§ **Passage**
━━━━
2.3. CORPORATE OPPORTUNITY. It is the express
understanding by and between the parties that the doctrine of corporate
opportunity as set forth in Delaware corporate law shall only apply to XXXXX and
the Company for any business opportunities in the medical waste, solid waste or
janitorial industries or such other industry in which the Company operates
during the term of this Agreement. XXXXX shall not be required to offer to the
Company any business opportunities or ventures in any other industry.
2.4. LOCATION OF EMPLOYMENT. Unless otherwise agreed by
XXXXX, XXXXX'x principal place of employment shall be in a mutually agreeable
location and facility within Dade, Broward or Palm Beach County, Florida.
3. TERM OF EMPLOYMENT.
3.1. TERM OF EMPLOYMENT. This Agreement shall begin as of
the date hereof (the "Commencement Date") and shall end at the end of one year
thereafter, subject to automatic extension or earlier termination as otherwise
set forth in this Agreement. Notwithstanding anything herein to the contrary,
upon the effective date of a Change of Control as defined in Section 3.6 herein,
the Term of this Agreement shall automatically convert to a two (2) year term,
with the Commencement Date of the two (2) year term to be the effective date of
the Change of Control.
━━━━
§ **Your instructions**
According to the agreement excerpt, in which Florida counties may the principal place of employment be located? Rely only on the agreement excerpt for the answer.

[Collection entries]
━━━━
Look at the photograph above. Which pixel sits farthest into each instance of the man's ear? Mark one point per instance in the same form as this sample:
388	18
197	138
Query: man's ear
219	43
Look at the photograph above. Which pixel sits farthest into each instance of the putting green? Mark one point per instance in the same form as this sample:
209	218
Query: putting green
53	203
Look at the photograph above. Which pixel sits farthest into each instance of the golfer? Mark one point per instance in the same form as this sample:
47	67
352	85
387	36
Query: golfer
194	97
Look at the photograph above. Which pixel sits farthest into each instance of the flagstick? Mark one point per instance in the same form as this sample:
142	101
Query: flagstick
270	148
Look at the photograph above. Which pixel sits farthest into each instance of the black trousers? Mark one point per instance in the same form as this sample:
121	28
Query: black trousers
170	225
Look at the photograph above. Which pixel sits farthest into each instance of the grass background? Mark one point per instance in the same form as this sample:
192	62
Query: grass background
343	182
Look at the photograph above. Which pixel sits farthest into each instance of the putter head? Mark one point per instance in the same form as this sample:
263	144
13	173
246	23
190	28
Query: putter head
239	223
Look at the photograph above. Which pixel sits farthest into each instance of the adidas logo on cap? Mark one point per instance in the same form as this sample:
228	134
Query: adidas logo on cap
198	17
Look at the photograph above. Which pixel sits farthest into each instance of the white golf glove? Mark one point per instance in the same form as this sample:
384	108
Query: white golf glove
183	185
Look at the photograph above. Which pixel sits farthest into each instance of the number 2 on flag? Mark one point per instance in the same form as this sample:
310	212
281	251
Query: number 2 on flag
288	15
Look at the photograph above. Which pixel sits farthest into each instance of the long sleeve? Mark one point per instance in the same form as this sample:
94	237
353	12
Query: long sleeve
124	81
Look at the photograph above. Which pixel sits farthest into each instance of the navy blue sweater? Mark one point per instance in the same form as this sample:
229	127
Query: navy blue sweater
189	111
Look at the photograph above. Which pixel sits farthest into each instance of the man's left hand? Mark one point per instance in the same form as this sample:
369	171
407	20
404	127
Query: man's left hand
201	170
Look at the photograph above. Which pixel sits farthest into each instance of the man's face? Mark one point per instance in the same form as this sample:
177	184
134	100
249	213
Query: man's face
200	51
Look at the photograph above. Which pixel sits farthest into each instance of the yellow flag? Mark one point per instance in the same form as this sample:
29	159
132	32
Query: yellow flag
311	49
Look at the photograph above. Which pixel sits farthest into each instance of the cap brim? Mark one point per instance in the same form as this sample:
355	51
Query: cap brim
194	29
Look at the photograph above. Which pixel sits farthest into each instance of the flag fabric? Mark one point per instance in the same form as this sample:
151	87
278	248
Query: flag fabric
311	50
━━━━
§ **Finished task**
Dade, Broward or Palm Beach County